* WHAT YOU NEED TO DO *
Please copy, character for character, the rows from the line containing "Review checklist — Class: red pole" up to and including the line containing "[[351, 338, 359, 384]]", and write nothing else.

* EXERCISE INPUTS *
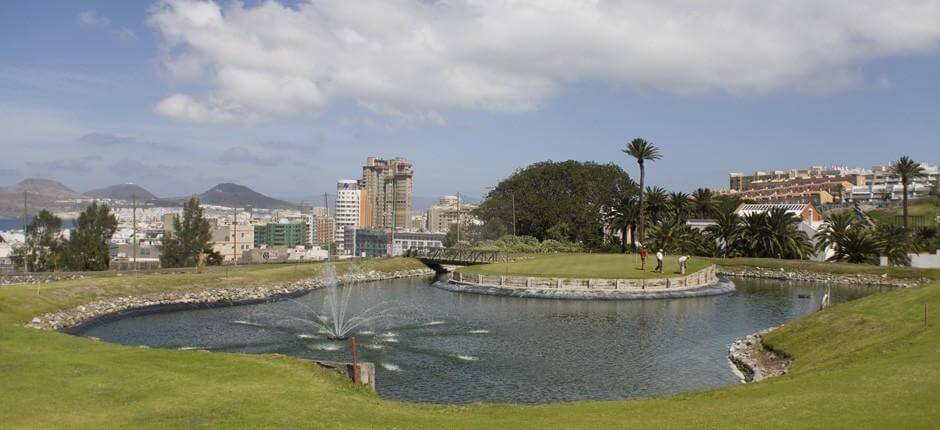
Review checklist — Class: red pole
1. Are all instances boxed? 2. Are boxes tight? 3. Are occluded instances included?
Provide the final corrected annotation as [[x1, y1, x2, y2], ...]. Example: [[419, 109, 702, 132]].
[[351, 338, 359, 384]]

...

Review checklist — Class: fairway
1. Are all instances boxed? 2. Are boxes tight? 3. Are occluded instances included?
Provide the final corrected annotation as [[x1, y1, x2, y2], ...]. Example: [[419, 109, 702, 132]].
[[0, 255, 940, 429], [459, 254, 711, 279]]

* EXPECTED OUTPUT *
Review checklist — Class: red pole
1. Are all instances boxed? 2. Are boxes tight? 3. Are occluded instances included?
Provide the final corrected annotation as [[x1, y1, x2, y2], ...]. Example: [[419, 109, 702, 132]].
[[351, 338, 359, 384]]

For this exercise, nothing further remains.